- [ACTIVITY]:
Tally the lines below that hold the string "farm", and give only the tally.

[[ EXERCISE MATERIALS, beginning ]]

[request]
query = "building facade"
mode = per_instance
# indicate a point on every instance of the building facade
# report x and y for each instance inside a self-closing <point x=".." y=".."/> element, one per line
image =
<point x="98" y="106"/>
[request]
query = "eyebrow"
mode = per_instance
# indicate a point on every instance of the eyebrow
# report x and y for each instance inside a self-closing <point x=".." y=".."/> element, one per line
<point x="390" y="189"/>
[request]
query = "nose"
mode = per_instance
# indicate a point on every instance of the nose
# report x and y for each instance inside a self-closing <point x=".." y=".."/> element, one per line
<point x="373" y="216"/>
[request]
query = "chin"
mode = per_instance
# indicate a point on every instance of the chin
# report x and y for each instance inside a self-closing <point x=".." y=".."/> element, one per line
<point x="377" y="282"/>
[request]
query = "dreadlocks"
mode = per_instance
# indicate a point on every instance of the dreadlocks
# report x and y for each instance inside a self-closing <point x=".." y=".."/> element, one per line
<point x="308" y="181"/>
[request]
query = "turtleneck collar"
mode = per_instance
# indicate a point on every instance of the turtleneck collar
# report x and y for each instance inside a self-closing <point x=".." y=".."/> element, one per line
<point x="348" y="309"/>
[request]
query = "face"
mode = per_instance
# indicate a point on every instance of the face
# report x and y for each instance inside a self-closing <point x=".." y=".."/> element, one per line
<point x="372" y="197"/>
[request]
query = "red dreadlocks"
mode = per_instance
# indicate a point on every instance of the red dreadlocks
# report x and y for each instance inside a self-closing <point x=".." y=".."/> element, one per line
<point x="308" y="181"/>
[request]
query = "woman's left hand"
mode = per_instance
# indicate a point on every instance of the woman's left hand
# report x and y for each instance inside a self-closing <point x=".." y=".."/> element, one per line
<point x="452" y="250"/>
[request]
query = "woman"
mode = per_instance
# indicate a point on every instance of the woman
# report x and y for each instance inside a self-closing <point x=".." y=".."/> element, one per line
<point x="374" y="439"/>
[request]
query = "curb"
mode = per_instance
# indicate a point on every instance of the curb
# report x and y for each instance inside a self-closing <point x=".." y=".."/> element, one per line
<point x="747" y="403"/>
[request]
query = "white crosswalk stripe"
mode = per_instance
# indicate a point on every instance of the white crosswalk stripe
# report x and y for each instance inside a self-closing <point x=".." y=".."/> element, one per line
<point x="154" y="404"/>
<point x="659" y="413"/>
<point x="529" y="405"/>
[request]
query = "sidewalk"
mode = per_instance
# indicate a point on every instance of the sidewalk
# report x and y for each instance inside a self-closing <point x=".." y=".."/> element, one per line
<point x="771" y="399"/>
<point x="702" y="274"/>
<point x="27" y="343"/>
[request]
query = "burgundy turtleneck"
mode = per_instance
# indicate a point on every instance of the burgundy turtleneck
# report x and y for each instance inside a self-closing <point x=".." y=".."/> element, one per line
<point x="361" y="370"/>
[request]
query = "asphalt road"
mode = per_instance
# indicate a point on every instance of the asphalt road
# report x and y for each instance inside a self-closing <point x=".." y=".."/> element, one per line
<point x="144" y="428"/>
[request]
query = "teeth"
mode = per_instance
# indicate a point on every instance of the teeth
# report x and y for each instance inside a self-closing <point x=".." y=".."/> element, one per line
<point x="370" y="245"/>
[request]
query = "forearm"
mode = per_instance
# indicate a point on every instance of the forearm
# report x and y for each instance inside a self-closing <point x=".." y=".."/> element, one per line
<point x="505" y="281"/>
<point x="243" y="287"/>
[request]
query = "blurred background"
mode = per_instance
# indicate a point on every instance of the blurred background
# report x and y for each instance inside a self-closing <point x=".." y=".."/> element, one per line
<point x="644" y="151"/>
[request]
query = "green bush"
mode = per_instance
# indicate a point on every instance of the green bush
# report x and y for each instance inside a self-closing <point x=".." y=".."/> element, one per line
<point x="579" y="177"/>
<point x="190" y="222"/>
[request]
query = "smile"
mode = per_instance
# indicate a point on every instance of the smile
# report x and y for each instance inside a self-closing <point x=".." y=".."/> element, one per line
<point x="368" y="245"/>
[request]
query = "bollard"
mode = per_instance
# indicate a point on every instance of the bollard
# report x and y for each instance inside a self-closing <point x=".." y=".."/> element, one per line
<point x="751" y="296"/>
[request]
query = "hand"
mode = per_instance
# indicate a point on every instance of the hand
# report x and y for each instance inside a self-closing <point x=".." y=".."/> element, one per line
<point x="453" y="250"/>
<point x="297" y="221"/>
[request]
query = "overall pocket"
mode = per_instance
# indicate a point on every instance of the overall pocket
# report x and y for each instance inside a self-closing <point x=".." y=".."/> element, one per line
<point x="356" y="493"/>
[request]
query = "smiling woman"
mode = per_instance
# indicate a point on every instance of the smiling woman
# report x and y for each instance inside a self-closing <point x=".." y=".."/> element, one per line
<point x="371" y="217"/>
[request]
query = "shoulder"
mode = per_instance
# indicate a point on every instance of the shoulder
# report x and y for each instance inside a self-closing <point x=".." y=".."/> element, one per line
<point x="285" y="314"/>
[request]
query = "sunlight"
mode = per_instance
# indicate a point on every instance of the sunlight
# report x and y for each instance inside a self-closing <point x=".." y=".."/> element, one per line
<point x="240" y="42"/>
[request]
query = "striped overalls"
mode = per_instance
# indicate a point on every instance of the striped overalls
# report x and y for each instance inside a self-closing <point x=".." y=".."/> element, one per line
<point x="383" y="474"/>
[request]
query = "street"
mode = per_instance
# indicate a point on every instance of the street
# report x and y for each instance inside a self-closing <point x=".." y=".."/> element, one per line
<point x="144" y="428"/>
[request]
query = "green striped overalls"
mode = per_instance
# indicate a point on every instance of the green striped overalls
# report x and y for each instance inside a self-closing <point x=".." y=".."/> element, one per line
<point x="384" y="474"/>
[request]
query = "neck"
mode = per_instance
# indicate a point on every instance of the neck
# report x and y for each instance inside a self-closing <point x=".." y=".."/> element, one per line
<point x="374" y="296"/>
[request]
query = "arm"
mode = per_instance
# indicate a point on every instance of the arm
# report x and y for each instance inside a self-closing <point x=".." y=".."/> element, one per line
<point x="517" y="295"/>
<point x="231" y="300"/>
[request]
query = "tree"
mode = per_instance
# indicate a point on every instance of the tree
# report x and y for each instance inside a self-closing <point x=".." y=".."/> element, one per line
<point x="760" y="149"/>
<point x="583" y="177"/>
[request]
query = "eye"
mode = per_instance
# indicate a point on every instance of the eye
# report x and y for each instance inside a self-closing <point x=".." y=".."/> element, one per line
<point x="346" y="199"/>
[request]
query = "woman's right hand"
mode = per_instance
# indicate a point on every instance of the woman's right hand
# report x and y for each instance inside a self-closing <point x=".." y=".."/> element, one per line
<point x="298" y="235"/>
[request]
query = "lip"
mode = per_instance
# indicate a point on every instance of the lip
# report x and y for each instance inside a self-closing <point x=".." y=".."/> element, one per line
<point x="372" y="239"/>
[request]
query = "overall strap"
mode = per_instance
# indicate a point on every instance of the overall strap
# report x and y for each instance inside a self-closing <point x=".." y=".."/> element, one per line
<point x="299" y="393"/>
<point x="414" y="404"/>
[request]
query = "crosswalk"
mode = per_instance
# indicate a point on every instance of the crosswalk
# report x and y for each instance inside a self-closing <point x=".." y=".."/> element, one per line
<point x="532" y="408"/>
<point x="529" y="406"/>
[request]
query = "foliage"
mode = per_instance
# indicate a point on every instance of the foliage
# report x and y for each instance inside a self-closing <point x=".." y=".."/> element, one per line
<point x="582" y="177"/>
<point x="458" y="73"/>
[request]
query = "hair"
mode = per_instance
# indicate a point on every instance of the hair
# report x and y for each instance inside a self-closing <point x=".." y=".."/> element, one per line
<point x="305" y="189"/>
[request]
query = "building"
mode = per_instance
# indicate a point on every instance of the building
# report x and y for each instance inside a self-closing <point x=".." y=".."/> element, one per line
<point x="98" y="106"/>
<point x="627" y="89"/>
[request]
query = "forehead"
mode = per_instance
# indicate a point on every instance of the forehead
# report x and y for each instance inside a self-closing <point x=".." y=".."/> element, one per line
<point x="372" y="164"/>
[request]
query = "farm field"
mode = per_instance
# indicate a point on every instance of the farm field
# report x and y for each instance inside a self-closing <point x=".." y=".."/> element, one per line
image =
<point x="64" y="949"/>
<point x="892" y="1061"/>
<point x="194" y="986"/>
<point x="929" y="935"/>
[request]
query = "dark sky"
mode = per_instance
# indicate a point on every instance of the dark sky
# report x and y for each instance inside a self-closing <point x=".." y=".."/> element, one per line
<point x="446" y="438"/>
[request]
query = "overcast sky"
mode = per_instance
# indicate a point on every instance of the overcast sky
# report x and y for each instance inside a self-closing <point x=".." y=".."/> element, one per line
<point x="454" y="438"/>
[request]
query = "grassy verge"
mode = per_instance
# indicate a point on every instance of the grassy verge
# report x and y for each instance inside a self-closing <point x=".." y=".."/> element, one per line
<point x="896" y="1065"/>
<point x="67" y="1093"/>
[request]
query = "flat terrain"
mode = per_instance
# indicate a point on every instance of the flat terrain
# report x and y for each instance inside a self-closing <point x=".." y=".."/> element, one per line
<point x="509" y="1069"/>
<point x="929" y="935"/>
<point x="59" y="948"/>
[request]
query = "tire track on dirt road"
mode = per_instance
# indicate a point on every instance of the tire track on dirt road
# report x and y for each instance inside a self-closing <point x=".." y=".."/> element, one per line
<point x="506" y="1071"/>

[[ EXERCISE MATERIALS, end ]]

- [COMPLETED TASK]:
2